## What the task asks
From the text on Hindu identity and Indian nationalism, reproduce word for word the portion starting at "Religious identity has" and ending at "and two political-national.".
──────── Text segment
Religious identity has come to the bigger prominence in the social-political space during last few decades. The rise of communal and fundamentalist politics has vitiated the popular perceptions about ‘who are we’ and this in turn has deepened the divides in the society. Recently RSS supremo, Sarsanghchalak, Mohan Bhagwat stated (September 2012) that, “When we use the word ‘Hindu’, we refer to everyone in the Indian society – be it Hindus, Muslims or Christians – since it is a word that gives us our identity and nationalism.” Will it be acceptable to all Indians? The statement operates at two levels, one religious and two political-national.

Are we all Indians, Hindus, as being stated by Bhagwat? It is true that the word Hindu itself came into use since around 8th century, when those coming from the West, Iraq, Iran to this side of the continent coined the word Hindu for those living on East of Sindhu. In their language word H is used more often for S, so Sindhu becomes Hindu. This word initially begins as a geographical category. Later various religious traditions, Brahmanism, Nath, Tantra, Siddh, and Bhakti, prevalent in this part of the continent started being called Hindu, and Hinduism became the broad umbrella for these different religious traditions. Today while in some parts of the World word Hindu still has geographical meaning, here in India and broadly at most of the places this word is primarily used as a religious category.

Ambedkar, pained by the ignominies hurled on untouchables by Hindu caste system, expressed his sorrow by stating that, I was born a Hindu; that was not in my hands but I will not die a Hindu. He embraced Buddhism and left the Hindu religion. As communal politics started coming up to oppose the emerging Indian Nationalism, the feudal sections and Kings came together to give a religious colour to their opposition to emerging nationalism. In contrast to Indian national movement, they, feudal-lords-kings, posited Muslim Nationalism or Hindu nationalism. The parent organization which in due course gave rise to religious nationalist organizations, was United India Patriotic Association (UIPA) formed in 1888. In the formation of this organization Nawab of Dhaka and Raja of Kashi were the main people. Later some other middle class educated elements also joined in. This UIPA was the parent organization from which Muslim League and Hindu Mahasabha emerged.
────────────────
──────── Listing
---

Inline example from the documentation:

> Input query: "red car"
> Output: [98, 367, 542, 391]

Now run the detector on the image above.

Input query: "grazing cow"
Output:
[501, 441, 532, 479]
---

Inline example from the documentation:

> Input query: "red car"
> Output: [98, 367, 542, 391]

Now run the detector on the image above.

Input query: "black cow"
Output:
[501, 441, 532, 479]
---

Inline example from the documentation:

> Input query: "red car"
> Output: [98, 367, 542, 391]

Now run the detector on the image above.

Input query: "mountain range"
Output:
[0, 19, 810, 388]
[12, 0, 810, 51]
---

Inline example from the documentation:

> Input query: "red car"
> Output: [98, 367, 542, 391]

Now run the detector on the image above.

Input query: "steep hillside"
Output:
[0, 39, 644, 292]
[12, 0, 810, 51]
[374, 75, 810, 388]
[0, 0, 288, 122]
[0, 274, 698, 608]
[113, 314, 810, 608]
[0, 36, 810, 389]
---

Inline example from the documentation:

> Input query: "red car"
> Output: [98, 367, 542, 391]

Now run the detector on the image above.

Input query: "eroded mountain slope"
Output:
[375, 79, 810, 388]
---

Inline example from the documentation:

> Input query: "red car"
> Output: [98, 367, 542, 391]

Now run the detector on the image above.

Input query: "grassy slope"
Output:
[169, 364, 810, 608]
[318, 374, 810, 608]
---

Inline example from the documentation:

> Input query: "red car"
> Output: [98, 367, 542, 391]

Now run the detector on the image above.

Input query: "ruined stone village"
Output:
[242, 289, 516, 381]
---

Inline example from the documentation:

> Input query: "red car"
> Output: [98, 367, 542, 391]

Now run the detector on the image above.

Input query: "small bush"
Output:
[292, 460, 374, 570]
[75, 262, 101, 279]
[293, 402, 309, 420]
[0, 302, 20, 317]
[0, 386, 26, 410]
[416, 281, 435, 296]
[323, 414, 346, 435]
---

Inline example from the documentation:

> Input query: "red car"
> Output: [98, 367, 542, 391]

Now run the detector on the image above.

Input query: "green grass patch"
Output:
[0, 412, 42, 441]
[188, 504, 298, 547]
────────────────
## Exercise output
Religious identity has come to the bigger prominence in the social-political space during last few decades. The rise of communal and fundamentalist politics has vitiated the popular perceptions about ‘who are we’ and this in turn has deepened the divides in the society. Recently RSS supremo, Sarsanghchalak, Mohan Bhagwat stated (September 2012) that, “When we use the word ‘Hindu’, we refer to everyone in the Indian society – be it Hindus, Muslims or Christians – since it is a word that gives us our identity and nationalism.” Will it be acceptable to all Indians? The statement operates at two levels, one religious and two political-national.